STATED EXERCISE = Count the lines of the material below that contain the string "white", treating case as significant, and give only the number.

Pointing dataset excerpts =
-- -- --

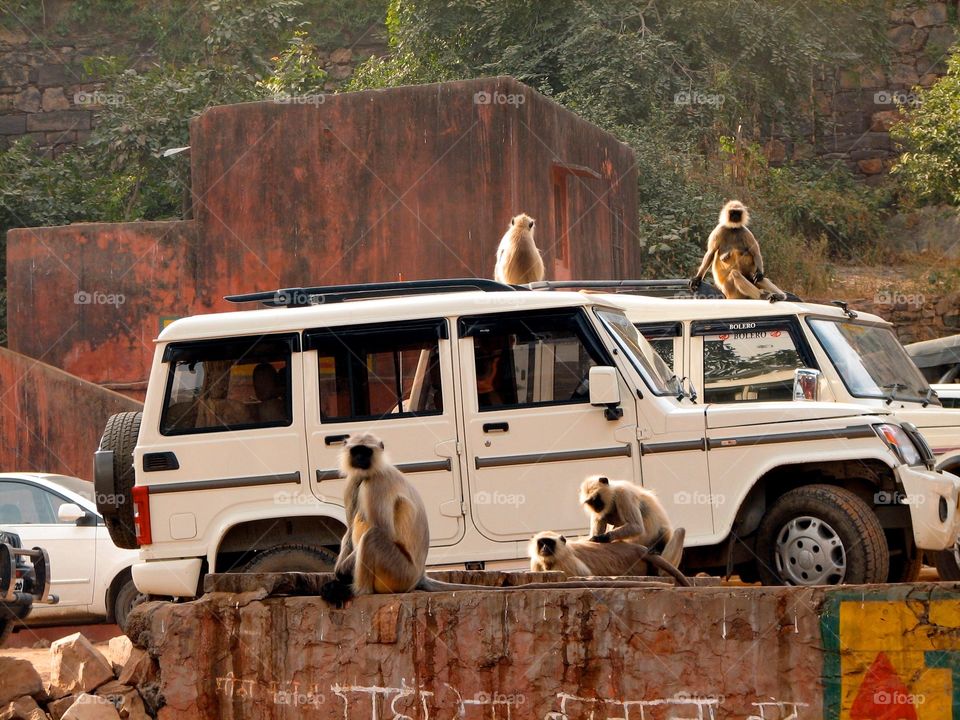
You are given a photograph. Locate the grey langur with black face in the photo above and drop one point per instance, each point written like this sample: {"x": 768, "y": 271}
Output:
{"x": 635, "y": 514}
{"x": 734, "y": 253}
{"x": 518, "y": 259}
{"x": 384, "y": 548}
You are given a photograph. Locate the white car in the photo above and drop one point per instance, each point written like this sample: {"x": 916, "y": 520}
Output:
{"x": 497, "y": 402}
{"x": 58, "y": 513}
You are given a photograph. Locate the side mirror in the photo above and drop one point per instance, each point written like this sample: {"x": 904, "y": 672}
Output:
{"x": 806, "y": 384}
{"x": 70, "y": 512}
{"x": 605, "y": 391}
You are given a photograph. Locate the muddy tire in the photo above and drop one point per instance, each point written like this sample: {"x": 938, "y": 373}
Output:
{"x": 120, "y": 436}
{"x": 124, "y": 601}
{"x": 292, "y": 558}
{"x": 821, "y": 535}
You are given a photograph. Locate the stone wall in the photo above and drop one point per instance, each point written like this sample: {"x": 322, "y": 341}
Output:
{"x": 858, "y": 105}
{"x": 709, "y": 653}
{"x": 48, "y": 96}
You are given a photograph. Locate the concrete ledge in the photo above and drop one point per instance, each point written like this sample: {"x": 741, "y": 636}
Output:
{"x": 706, "y": 653}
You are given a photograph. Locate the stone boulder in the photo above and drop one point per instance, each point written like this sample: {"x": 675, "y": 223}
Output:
{"x": 76, "y": 666}
{"x": 23, "y": 708}
{"x": 17, "y": 678}
{"x": 91, "y": 707}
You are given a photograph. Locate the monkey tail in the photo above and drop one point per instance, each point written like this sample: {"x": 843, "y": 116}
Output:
{"x": 430, "y": 585}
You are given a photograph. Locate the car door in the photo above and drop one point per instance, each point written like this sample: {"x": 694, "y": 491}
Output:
{"x": 531, "y": 434}
{"x": 395, "y": 380}
{"x": 30, "y": 510}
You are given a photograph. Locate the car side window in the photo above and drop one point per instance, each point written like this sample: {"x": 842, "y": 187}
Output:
{"x": 751, "y": 364}
{"x": 232, "y": 384}
{"x": 662, "y": 336}
{"x": 378, "y": 371}
{"x": 531, "y": 359}
{"x": 24, "y": 504}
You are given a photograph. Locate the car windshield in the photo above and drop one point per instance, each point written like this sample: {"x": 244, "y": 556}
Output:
{"x": 648, "y": 362}
{"x": 871, "y": 361}
{"x": 83, "y": 488}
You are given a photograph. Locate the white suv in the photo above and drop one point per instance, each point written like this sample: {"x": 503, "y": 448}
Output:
{"x": 496, "y": 401}
{"x": 744, "y": 353}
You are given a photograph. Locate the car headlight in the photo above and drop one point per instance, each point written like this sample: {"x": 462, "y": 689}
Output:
{"x": 901, "y": 444}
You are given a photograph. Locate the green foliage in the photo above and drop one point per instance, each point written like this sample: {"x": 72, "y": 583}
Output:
{"x": 811, "y": 201}
{"x": 667, "y": 77}
{"x": 930, "y": 167}
{"x": 296, "y": 70}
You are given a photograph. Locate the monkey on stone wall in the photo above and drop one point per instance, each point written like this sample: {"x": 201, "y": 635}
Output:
{"x": 384, "y": 549}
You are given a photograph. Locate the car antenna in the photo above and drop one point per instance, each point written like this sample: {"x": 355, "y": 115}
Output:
{"x": 845, "y": 307}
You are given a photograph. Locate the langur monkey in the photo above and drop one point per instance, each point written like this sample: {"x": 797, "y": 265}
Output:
{"x": 581, "y": 558}
{"x": 735, "y": 255}
{"x": 518, "y": 259}
{"x": 384, "y": 549}
{"x": 635, "y": 514}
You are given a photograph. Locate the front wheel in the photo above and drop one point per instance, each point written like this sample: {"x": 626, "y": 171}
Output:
{"x": 948, "y": 562}
{"x": 821, "y": 535}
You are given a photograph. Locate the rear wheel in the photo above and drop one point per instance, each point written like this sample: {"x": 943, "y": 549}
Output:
{"x": 120, "y": 436}
{"x": 821, "y": 535}
{"x": 124, "y": 601}
{"x": 292, "y": 558}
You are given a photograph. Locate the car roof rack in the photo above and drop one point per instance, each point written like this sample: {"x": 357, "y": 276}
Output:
{"x": 324, "y": 294}
{"x": 669, "y": 288}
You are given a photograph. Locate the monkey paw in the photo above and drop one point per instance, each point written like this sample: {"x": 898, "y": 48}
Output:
{"x": 336, "y": 593}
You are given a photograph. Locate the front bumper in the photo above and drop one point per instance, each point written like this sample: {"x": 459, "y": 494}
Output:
{"x": 174, "y": 578}
{"x": 927, "y": 491}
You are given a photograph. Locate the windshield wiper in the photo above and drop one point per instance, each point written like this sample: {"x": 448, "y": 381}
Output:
{"x": 893, "y": 387}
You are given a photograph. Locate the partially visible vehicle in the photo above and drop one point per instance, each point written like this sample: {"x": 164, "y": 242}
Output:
{"x": 949, "y": 394}
{"x": 938, "y": 359}
{"x": 21, "y": 583}
{"x": 58, "y": 513}
{"x": 748, "y": 354}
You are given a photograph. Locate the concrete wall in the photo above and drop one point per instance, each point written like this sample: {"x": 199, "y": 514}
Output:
{"x": 408, "y": 183}
{"x": 51, "y": 421}
{"x": 706, "y": 653}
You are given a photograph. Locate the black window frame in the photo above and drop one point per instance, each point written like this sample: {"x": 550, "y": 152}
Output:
{"x": 182, "y": 350}
{"x": 702, "y": 328}
{"x": 319, "y": 339}
{"x": 474, "y": 325}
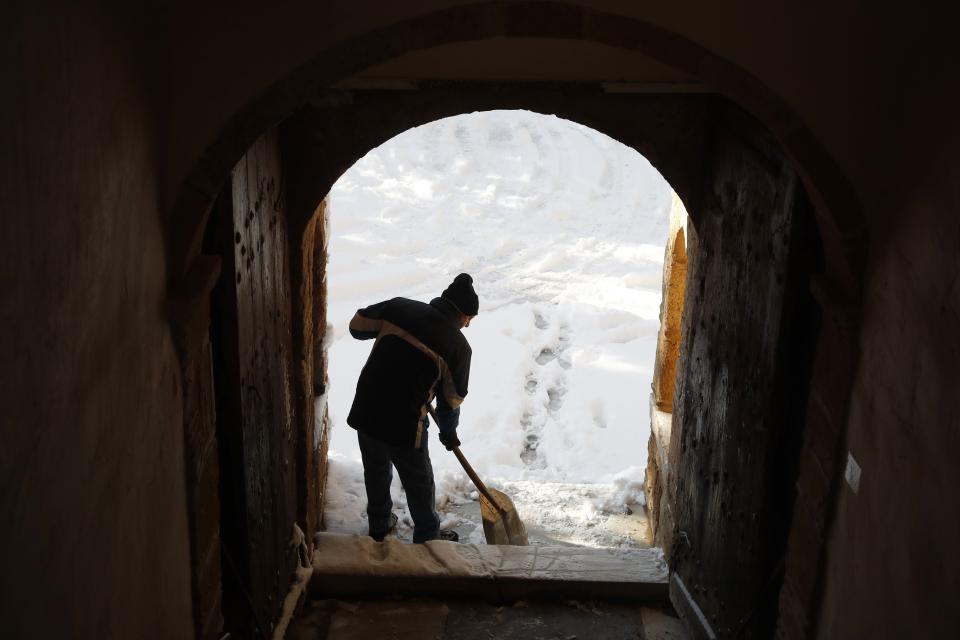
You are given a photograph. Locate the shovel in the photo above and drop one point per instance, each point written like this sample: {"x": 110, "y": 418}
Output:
{"x": 501, "y": 524}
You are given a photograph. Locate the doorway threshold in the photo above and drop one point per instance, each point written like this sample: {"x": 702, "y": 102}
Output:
{"x": 354, "y": 566}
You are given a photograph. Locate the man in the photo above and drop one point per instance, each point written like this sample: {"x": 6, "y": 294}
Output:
{"x": 419, "y": 352}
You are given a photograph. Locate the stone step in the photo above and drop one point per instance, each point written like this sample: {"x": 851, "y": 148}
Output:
{"x": 348, "y": 565}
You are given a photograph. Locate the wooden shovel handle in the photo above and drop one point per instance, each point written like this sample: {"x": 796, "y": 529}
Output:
{"x": 482, "y": 488}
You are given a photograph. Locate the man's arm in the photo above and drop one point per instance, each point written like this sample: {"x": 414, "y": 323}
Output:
{"x": 367, "y": 322}
{"x": 448, "y": 418}
{"x": 451, "y": 395}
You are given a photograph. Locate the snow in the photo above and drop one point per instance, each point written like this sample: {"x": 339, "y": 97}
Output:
{"x": 562, "y": 229}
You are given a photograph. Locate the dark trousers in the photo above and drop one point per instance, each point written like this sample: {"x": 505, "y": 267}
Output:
{"x": 416, "y": 476}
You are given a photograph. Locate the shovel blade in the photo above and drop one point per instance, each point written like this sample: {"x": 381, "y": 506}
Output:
{"x": 502, "y": 525}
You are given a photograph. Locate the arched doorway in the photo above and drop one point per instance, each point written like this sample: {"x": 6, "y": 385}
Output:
{"x": 677, "y": 146}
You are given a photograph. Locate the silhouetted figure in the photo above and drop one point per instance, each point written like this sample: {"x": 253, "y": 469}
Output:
{"x": 419, "y": 353}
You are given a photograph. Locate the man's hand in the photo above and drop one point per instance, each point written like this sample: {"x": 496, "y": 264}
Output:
{"x": 449, "y": 439}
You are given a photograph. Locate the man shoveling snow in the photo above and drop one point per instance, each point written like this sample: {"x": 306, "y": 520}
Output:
{"x": 419, "y": 351}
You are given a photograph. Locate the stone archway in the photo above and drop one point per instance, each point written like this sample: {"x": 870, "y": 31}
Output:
{"x": 192, "y": 274}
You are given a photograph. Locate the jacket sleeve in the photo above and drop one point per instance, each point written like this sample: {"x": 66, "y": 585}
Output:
{"x": 453, "y": 392}
{"x": 367, "y": 322}
{"x": 448, "y": 418}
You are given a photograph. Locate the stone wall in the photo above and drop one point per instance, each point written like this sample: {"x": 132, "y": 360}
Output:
{"x": 669, "y": 339}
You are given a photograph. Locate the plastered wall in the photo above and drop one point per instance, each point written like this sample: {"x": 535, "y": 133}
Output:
{"x": 94, "y": 541}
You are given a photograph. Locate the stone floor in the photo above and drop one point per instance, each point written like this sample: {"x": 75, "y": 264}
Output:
{"x": 455, "y": 619}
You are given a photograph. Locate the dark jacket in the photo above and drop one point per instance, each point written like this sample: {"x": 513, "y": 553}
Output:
{"x": 419, "y": 352}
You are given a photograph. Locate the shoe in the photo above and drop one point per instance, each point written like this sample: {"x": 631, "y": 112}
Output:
{"x": 449, "y": 536}
{"x": 391, "y": 527}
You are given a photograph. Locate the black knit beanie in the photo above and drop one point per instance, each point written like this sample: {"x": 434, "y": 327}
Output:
{"x": 461, "y": 294}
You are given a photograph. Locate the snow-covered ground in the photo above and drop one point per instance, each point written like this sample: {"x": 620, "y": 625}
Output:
{"x": 562, "y": 229}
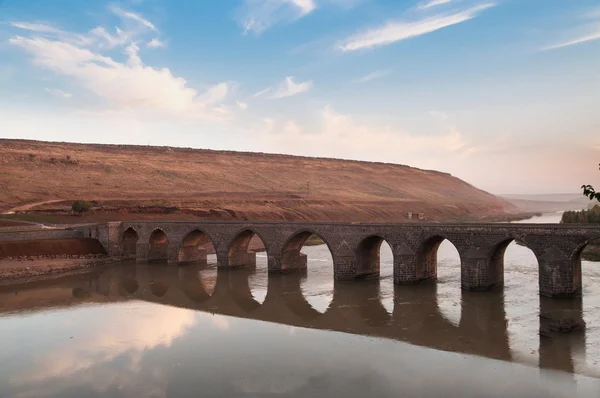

-- -- --

EXERCISE RESULT = 2